** Opening Source information block **
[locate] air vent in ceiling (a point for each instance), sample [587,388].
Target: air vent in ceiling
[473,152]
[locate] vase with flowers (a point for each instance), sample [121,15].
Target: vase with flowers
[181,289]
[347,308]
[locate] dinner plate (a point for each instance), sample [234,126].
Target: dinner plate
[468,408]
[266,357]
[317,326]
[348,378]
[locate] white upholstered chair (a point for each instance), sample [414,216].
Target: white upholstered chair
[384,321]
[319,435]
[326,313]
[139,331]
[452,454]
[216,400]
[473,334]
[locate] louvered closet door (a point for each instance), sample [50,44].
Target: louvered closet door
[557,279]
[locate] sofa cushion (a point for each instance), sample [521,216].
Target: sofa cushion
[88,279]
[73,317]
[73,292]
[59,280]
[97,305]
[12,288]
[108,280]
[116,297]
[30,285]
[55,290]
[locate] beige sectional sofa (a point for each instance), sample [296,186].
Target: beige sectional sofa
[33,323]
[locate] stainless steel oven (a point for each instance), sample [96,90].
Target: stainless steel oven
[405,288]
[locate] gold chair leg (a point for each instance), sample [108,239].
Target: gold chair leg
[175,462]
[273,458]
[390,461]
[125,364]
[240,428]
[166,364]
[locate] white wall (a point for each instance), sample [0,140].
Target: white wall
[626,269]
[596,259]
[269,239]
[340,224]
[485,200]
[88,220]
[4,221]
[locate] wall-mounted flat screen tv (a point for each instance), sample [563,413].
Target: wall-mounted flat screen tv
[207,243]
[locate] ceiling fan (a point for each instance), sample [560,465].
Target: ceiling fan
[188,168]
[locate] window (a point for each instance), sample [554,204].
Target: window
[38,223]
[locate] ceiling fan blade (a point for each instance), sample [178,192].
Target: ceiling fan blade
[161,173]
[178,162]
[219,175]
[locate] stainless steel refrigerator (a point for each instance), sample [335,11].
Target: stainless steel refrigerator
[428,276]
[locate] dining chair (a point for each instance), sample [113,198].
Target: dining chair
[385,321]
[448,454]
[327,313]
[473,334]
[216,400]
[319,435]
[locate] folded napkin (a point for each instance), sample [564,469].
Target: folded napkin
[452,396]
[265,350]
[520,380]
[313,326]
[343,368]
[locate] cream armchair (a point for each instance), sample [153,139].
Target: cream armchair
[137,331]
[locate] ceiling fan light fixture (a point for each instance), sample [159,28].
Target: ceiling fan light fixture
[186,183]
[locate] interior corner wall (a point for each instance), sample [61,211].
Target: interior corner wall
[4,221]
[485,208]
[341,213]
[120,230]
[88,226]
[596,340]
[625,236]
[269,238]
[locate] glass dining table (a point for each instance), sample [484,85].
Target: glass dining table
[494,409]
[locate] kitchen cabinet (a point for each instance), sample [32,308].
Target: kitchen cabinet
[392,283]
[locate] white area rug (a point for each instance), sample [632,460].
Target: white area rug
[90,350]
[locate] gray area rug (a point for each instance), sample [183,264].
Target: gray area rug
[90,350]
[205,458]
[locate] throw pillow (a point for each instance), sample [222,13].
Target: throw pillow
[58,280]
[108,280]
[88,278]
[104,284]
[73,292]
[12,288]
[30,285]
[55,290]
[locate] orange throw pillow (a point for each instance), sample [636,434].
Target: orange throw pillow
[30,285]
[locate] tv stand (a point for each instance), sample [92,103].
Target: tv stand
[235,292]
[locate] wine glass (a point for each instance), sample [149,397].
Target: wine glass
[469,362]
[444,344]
** Closing Source information block **
Aim of the exercise: Return exactly the lines above from the line that has "[locate] dinner plate" through the line that has "[locate] louvered closet", inclusive, and nothing else.

Answer area:
[locate] dinner plate (a point for each instance), sample [234,126].
Target: dinner plate
[468,408]
[266,357]
[317,326]
[348,378]
[locate] white upholstered chair (a point for each instance), sample [414,216].
Target: white upholstered chair
[384,321]
[319,435]
[326,313]
[139,331]
[452,454]
[216,400]
[473,334]
[locate] louvered closet door (a point for each instance), sample [50,44].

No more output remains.